**Work to complete**
List every line below that contains the word "black", treating uppercase and lowercase letters as different.

**Data shown**
========

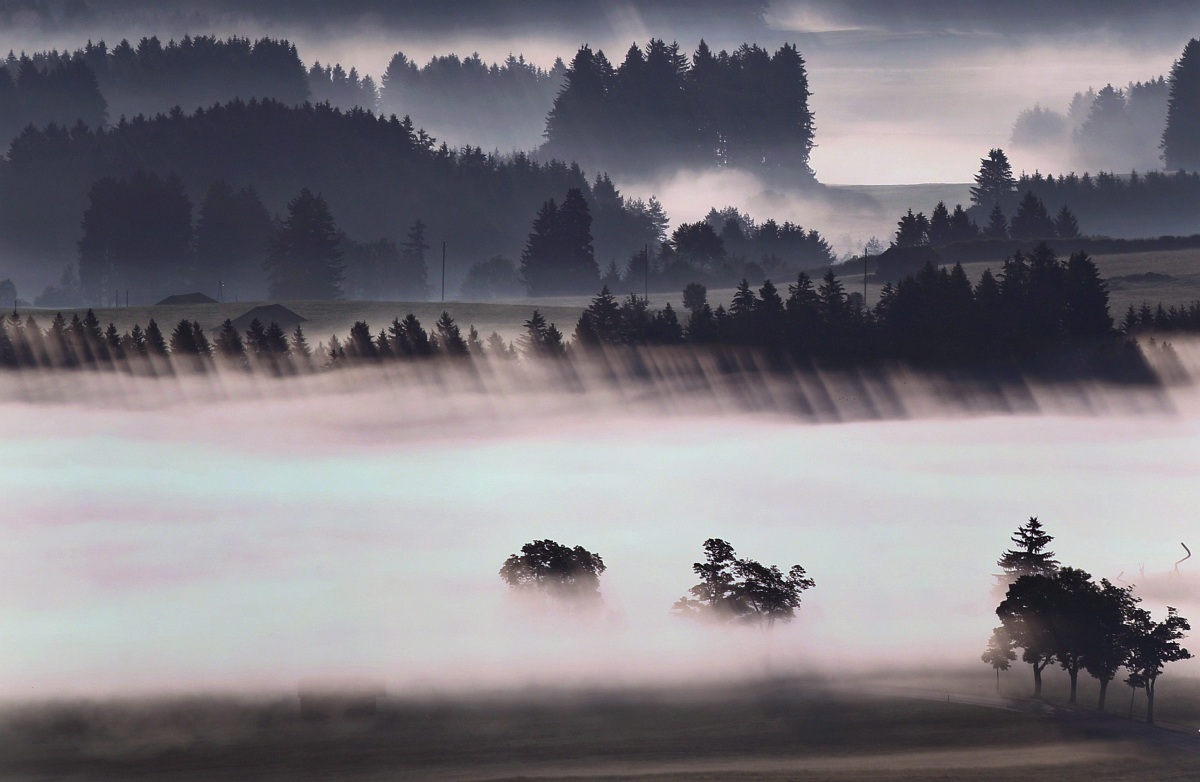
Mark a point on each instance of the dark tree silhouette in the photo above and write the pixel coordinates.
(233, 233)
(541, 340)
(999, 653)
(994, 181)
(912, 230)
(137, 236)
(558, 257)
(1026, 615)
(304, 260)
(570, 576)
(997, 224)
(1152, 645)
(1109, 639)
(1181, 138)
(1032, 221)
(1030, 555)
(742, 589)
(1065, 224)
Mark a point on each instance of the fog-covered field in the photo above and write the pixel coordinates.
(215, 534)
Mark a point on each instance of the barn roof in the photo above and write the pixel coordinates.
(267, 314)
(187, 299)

========

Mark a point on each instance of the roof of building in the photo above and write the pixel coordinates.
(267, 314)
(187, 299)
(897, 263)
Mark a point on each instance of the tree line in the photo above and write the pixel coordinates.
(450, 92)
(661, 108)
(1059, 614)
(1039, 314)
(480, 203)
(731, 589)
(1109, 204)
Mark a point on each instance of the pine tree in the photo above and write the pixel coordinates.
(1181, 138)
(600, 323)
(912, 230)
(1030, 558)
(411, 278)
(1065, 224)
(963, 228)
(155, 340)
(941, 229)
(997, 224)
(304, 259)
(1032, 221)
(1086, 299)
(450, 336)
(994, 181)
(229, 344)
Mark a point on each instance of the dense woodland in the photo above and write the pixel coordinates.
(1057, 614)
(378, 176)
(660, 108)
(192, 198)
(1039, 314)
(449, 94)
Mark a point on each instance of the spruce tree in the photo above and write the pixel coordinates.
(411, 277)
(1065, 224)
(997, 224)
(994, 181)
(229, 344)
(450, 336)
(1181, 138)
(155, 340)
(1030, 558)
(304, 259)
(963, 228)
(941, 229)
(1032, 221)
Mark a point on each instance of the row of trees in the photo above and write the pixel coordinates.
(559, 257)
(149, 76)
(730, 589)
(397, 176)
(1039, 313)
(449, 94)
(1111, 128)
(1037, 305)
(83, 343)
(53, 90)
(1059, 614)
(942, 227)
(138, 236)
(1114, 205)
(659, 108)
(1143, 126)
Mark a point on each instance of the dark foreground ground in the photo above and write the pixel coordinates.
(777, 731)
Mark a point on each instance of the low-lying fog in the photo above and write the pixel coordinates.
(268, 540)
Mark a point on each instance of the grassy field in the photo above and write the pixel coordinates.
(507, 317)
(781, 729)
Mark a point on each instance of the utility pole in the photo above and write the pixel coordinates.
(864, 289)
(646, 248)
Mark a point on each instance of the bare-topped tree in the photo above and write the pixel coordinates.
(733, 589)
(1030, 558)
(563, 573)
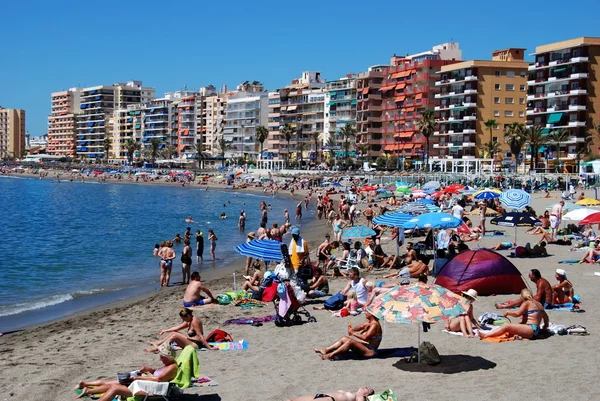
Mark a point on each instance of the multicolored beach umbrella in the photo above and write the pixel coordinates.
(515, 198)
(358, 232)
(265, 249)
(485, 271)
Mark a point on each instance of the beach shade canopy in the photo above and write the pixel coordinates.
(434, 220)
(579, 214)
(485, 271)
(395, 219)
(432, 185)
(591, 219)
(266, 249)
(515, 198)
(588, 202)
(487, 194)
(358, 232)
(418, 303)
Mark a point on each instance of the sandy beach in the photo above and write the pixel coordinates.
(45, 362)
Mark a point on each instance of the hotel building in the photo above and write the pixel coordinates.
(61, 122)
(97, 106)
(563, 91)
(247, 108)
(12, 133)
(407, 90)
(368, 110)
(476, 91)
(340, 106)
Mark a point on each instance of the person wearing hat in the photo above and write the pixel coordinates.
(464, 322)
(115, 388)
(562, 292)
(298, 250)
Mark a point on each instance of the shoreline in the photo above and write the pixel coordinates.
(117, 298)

========

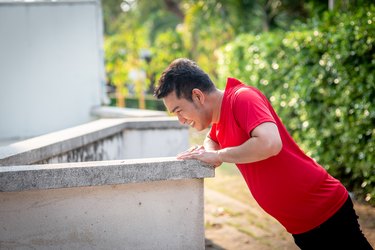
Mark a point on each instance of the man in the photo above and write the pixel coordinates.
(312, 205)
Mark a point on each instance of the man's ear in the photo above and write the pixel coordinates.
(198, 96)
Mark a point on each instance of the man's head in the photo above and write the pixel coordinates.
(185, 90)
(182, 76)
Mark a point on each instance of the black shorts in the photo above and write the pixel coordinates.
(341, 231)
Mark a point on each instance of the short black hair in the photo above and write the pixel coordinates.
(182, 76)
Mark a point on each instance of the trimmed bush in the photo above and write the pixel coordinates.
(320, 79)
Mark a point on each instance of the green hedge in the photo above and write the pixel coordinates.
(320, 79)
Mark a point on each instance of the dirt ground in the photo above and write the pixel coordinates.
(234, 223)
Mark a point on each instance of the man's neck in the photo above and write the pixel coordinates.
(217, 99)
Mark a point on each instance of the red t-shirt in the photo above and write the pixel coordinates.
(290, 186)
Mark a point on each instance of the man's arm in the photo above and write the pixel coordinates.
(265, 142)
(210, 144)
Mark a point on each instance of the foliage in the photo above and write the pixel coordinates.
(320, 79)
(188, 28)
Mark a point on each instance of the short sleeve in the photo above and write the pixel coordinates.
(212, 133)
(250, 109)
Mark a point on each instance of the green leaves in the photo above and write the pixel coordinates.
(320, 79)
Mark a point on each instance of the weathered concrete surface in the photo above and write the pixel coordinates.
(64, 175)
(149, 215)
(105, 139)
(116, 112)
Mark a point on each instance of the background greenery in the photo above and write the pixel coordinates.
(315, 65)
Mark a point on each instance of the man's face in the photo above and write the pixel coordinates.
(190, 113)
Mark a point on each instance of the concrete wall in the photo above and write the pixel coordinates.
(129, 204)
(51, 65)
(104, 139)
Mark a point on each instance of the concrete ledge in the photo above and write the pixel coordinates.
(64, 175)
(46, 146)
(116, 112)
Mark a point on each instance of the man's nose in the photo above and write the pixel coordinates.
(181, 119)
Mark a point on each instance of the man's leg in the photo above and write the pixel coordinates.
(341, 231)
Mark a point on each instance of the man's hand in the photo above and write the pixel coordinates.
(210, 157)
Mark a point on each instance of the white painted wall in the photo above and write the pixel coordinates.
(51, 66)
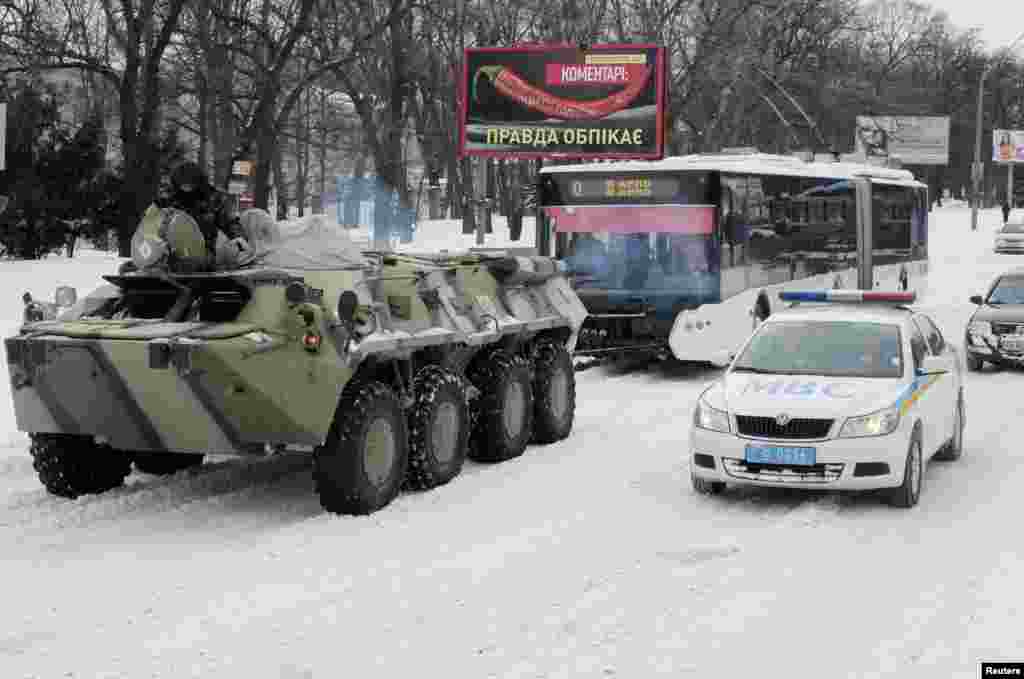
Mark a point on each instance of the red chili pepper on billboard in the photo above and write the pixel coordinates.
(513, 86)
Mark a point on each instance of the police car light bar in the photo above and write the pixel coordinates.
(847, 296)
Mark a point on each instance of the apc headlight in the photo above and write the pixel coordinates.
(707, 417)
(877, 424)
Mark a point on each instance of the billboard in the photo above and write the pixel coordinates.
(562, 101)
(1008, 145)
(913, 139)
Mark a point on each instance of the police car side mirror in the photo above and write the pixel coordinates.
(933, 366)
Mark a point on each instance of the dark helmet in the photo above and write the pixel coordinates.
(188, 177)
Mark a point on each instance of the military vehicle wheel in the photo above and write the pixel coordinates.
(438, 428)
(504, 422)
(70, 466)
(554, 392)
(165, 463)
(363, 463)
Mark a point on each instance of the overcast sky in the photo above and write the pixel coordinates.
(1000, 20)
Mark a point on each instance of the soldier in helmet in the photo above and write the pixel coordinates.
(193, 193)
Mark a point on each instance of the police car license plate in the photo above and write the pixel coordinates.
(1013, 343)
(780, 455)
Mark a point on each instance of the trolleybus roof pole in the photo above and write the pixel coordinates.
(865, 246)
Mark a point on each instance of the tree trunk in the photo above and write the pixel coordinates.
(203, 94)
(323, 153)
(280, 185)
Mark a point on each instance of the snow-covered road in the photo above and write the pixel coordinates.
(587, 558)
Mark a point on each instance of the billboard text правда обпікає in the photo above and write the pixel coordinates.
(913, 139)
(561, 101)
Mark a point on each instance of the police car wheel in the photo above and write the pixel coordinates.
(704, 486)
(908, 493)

========

**Task result**
Mark a point on each instance of the black shorts in the photo above and write the pixel coordinates.
Mark a point on each instance of the short black hair in the photo above and write the pixel coordinates.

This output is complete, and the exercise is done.